Document excerpt section start
Nau mai, haere mai, welcome to eyeCONTACT, a forum built to encourage art reviews and critical discussion about the visual culture of Aotearoa New Zealand. I'm John Hurrell its editor, a New Zealand writer, artist and curator. While Creative New Zealand and other supporters are generously paying me and other contributors to review exhibitions over the following year, all expressed opinions are entirely our own.

Monday, March 29, 2010

Andrew Paul Wood on Heather Straka's photographs













Heather Straka: Do Not Resuscitate,
Jonathan Smart Gallery, Christchurch
20 March - 17 April 2010

Familiar from manga, anime, street fashion and pop art is the Japanese concept of ero kawaii – that disturbingly paedophilic hybrid of Sanryo kitschy Hello Kitty cuteness and kinderwhore Lolita coquettishness that along with Japan’s economic power has spread throughout Asia to varying degrees. Perhaps it was an unconscious strategy for appearing non-threatening to preeminent Russian and American interests during the Cold War, or a parallel to the perverse obsession of a certain type of British Conservative with public school girls in uniform. The jury remains out.

It is an aesthetic that pervades every aspect of the photographic works making up Heather Straka’s Do Not Resuscitate at the Jonathan Smart Gallery. Straka is best known as a painter of intense detail, the canvasses worked up from carefully posed photographs. Recently the strain of the detailed brushwork has caused Straka to reconsider her process and move back a step to work on photography.

The exhibition falls naturally into two sections. The first is a wall of individual portraits of young female Japanese, Chinese and Korean models, saucily posed mid pouty puff of cigarette smoke like a shoddy faded Pat Pong advertisement for sexual services, dressed in immaculate and slightly tacky uniform of a manicurist, hairdresser or train attendant. Their perfect, exaggerated makeup, hair, poreless skin and the Preraphaelite sharpness of image emphasise the natural tendency of young Asian women toward a kind of porcelain doll neoteny (retention of childlike features, such as those exaggerated in manga and anime).
Document excerpt section end
Records section start
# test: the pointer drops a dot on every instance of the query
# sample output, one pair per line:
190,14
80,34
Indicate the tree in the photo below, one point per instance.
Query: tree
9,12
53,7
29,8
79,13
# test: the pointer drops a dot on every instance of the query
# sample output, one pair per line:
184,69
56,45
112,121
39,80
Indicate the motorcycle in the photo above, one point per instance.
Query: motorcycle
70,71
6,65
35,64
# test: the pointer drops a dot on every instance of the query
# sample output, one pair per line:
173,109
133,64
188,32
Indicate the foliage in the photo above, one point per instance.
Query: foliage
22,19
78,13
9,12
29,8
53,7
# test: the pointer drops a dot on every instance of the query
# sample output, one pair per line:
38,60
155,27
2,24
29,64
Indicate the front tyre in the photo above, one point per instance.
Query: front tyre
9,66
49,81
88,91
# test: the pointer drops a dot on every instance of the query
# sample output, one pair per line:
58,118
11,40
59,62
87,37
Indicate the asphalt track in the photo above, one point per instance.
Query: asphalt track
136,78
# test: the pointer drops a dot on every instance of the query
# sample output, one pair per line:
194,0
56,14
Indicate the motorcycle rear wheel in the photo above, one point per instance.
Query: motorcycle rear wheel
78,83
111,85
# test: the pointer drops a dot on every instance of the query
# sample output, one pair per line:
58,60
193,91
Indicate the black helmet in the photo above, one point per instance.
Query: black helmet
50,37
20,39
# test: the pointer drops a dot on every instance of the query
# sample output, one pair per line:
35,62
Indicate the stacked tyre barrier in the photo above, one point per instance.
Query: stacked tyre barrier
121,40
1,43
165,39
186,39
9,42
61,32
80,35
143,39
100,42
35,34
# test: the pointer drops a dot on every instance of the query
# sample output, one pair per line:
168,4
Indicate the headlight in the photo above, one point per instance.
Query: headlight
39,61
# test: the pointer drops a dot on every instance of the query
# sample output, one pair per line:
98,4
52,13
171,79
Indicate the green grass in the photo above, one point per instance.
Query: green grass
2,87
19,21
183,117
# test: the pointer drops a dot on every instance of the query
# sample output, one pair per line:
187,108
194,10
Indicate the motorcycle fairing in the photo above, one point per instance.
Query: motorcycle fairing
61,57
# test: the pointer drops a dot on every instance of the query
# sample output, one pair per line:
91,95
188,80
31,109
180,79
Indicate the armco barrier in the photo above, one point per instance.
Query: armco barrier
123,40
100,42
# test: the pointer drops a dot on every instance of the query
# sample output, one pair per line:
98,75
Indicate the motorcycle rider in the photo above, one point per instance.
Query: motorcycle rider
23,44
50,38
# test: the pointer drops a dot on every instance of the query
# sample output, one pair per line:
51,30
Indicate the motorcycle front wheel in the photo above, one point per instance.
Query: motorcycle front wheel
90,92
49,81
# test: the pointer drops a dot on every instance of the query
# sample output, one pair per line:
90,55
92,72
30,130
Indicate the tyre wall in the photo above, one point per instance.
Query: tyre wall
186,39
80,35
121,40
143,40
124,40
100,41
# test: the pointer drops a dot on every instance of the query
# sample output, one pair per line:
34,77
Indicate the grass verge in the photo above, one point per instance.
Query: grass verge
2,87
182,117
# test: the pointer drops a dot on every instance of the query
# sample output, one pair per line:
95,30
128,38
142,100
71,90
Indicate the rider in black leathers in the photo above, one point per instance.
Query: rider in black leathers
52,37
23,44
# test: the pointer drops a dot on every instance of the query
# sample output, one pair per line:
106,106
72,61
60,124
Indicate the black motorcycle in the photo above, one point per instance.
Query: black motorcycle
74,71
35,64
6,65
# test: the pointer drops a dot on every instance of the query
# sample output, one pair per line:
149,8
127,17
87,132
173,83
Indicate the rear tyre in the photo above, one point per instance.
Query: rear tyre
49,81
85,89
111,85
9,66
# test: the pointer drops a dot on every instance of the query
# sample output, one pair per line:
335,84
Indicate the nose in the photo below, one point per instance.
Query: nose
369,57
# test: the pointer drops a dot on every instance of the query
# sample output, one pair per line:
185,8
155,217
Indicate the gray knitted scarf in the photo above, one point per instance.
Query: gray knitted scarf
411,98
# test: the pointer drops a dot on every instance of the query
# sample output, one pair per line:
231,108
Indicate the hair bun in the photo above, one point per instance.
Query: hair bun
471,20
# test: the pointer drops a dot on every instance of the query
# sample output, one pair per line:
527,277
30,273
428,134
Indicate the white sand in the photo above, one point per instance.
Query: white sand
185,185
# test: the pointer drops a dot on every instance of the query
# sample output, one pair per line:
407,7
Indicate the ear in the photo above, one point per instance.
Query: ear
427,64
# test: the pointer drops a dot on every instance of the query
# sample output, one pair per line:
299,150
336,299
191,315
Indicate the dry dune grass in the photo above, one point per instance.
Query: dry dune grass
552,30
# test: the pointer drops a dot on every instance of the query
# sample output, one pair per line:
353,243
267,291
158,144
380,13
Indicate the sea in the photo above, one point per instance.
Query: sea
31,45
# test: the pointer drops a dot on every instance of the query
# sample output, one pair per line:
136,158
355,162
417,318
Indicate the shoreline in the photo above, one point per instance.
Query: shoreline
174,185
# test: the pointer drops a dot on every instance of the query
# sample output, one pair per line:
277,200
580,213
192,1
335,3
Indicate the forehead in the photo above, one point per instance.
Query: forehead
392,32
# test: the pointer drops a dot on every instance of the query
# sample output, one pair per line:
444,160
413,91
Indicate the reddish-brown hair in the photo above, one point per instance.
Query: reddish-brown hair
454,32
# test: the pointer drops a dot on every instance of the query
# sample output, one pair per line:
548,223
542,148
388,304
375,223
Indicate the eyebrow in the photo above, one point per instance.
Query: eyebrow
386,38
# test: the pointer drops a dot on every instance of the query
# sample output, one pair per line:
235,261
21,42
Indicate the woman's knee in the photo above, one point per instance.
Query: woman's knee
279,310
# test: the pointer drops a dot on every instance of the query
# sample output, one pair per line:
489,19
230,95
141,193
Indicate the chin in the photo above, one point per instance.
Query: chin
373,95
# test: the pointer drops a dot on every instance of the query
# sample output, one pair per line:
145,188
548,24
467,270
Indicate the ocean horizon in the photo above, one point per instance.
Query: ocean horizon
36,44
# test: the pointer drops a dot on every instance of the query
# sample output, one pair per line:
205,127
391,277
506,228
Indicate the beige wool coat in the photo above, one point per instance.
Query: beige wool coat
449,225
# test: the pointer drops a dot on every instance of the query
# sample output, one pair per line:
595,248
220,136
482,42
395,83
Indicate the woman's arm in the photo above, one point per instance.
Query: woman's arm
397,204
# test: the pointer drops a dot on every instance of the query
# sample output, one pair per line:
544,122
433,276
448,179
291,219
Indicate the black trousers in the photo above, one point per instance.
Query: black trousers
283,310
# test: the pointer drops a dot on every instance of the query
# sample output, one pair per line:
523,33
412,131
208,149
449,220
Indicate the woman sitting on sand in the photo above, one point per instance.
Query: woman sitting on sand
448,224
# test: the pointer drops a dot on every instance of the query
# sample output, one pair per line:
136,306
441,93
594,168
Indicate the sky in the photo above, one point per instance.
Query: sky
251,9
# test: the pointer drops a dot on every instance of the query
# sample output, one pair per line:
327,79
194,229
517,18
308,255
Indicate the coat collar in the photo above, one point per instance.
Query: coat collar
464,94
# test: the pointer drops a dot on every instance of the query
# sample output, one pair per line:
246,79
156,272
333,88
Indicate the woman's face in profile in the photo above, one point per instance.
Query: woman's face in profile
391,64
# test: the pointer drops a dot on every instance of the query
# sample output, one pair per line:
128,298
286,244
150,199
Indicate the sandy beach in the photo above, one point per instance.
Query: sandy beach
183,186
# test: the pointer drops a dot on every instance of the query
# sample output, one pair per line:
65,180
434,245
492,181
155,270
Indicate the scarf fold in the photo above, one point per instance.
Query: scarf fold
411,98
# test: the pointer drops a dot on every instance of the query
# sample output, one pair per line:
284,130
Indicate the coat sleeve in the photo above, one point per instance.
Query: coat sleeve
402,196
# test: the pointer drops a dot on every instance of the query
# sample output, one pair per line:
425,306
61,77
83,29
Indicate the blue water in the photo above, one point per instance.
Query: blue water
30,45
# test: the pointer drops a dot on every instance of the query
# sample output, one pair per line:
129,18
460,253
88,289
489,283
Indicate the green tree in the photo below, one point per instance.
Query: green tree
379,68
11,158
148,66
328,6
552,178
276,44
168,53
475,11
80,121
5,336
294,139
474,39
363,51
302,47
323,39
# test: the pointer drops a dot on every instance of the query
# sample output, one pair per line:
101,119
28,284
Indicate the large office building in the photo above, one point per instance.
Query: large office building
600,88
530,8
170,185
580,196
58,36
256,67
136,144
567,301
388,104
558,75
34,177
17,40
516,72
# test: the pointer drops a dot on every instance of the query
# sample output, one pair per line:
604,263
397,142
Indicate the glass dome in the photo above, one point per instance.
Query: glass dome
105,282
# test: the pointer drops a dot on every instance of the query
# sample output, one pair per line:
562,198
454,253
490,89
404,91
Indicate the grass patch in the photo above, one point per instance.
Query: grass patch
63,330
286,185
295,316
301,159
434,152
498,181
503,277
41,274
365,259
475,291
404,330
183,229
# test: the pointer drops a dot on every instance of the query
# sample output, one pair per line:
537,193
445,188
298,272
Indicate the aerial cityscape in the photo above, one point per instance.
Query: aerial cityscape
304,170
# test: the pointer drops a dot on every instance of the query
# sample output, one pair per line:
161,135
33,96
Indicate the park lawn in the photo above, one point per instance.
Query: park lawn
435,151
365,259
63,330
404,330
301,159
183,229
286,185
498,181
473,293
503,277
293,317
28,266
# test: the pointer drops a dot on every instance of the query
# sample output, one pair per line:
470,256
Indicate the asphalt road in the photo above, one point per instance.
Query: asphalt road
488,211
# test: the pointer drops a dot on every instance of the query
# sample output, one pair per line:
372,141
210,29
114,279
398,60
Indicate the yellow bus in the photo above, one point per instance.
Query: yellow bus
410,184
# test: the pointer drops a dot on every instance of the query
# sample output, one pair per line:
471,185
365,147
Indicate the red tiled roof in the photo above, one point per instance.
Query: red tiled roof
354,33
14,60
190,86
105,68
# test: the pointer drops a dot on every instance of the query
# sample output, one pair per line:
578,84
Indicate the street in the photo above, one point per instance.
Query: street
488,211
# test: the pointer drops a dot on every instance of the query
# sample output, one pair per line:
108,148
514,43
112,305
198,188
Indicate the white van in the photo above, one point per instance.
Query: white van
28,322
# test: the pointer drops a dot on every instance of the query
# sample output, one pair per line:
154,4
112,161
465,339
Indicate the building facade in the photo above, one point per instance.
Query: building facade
Records section end
Exercise 1 »
In the review of Heather Straka's photographs, at which gallery is Do Not Resuscitate shown?
Exercise 2 »
Resume the review of Heather Straka's photographs from where it stops.

Answer 1 »
The Jonathan Smart Gallery in Christchurch.

Answer 2 »
There is, too, a tacit dig at the cliché of many Westerners being unable to tell people of Asian descent apart either as discrete ethnic groupings or individuals. Straka makes a fetish of this with the consistent styling of these individual portraits, but at the same time goading us with subtle differences in pose, hair and features to recognise the distinct personalities striving for a kind of kinky mass-produced and standardised uniformity one might expect from the commercialisation of the erotic. Such subversion is the bread and butter of Straka’s oeuvre.

On the opposite wall is a tableau vivant reminiscent of the work of advertising-inspired neo-Baroque photographers like Jeff Wall. The same girls are gathered, still smoking, around a blonde and decidedly western (female, but boyish) half-draped nude ‘corpse’ on a gurney in a shabby, nondescript room. Is this the behind the scenes at a downmarket funeral parlour, some bizarre Third World hospital, a backroom organ-legging chopshop, or what? The air of neglect and decay is further enhanced by the ropey, leggy ivy strategically winding through the scene, which along with the draped sheet/shroud, strongly suggests the tropes of nineteenth century Academic painting – something that Straka has long delighted in playing naughty games with.

Is it a sort of self-conscious ironic revision of Orientalism? Perhaps that is going too far. The visual pleasure of the retinal candy is more than sufficient without trying to draw out readings. Yummy.